[[ READING PASSAGE open ]]

Flying during a global pandemic and the strange joys of days in isolation
On August 8, 2020, I landed in Canada's Pearson Airport uncertain of my next destination. It seemed strange that I simply could not hail a taxi and go to my husband's apartment in the eastern part of Toronto. Nothing is normal anymore, as we used to know before 2020.
In fact, the whole journey from Dhaka to Toronto had been very different compared to other times. The uncertainty and pop-up rules added manifold stress to the already wearisome journey across the oceans. The flight cancellations during the lockdown, desperation for rebooking, getting news and updates about restrictions and conditions attached to travelling by air, the coronavirus test 72 hours before the flight nearly drove me to the point of a breakdown.
The first leg of the journey went surprisingly well as I triumphantly reached the Shahjalal International Airport with my negative coronavirus test report.
But that was just the beginning of the paperwork and long queues. Passengers had to wear masks and maintain social distancing inside the airport. They were required to wear gloves during boarding and getting off the plane.
Inside the aircraft, I realised there is really no way to maintain these preventive measures. Only the middle seats in each of the three columns of the airplane were kept empty on the Emirates flight. Family members were allowed to sit side by side. But then there were people sitting without any gap in seats in each column, thus nullifying the 2-metre distance protocol. People also have to take off their mask for drinking and eating, unless they want to fast all through the flight. All that is needed is just one person in the entire aircraft to be a carrier and rest of the 200 plus people in the aircraft become susceptible to the virus. I felt it would be a miracle if all travelers reach their destinations healthy. And if they reach healthy and sound, then either coronavirus is overrated or most people have developed some sort of immunity. Something that researchers should look into.

[[ READING PASSAGE closed ]]

EXERCISE GOAL:
Answer these questions about the pandemic travel account.
(a) On what date did the writer land at Pearson Airport?
(b) How long before the flight did the coronavirus test have to be taken?
(c) Which seats were kept empty on the Emirates flight?
The records have nothing to do with this.

[[ SUPPLIED ENTRIES open ]]

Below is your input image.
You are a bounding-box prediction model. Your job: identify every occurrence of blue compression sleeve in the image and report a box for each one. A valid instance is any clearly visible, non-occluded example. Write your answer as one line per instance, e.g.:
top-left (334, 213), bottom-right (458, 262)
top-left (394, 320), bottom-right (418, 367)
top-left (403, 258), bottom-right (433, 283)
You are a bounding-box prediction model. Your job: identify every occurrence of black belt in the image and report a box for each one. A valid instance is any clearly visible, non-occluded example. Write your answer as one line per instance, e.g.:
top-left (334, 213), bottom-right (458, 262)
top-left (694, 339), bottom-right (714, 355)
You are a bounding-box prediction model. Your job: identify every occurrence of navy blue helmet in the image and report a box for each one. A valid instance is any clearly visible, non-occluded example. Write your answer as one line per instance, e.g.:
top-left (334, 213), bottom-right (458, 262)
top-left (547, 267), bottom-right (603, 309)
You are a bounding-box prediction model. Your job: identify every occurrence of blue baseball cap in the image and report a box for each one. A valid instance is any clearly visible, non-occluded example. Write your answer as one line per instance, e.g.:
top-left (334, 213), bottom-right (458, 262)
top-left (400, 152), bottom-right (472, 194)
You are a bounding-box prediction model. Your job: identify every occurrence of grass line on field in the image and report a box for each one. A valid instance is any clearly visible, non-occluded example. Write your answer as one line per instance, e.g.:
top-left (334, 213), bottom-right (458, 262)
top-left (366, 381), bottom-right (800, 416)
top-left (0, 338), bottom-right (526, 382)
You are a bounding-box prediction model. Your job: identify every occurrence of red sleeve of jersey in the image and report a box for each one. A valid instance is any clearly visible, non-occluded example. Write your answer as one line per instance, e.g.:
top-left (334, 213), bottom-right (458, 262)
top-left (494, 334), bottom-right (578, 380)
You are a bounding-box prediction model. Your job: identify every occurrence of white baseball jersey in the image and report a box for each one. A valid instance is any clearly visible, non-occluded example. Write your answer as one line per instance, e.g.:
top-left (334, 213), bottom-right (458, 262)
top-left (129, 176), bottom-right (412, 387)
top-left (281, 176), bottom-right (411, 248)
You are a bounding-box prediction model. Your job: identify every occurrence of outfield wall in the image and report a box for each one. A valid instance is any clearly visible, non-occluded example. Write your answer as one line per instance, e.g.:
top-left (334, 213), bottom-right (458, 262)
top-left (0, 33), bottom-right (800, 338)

[[ SUPPLIED ENTRIES closed ]]

RESPONSE FOR THIS EXERCISE:
(a) August 8, 2020
(b) 72 hours before the flight
(c) Only the middle seats in each of the three columns of the airplane